* [Problem] Below are the entries. Transcribe exactly the lines from the one with "Pick out the greenhouse" through the one with "Pick out the cannabis plant", ends included, and leave out all others.

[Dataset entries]
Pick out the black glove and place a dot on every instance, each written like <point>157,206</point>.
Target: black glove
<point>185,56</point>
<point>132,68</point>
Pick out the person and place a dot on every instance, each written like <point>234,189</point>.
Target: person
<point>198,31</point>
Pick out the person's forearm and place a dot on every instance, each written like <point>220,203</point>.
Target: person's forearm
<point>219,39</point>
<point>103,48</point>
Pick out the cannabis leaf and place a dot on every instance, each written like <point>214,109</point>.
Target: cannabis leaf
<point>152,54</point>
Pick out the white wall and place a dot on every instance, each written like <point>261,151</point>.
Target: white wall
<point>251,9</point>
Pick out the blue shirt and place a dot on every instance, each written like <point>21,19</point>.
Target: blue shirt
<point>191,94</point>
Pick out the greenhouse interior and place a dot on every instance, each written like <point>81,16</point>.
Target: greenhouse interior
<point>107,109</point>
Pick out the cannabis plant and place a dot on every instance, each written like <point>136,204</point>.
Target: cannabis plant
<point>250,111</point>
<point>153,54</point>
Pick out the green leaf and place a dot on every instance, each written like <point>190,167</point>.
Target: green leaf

* [Written solution]
Pick out the greenhouse interior and place a dot on every instance, each written like <point>81,16</point>.
Target: greenhouse interior
<point>107,109</point>
Pick out the cannabis plant and place a dot on every instance, each written like <point>136,204</point>.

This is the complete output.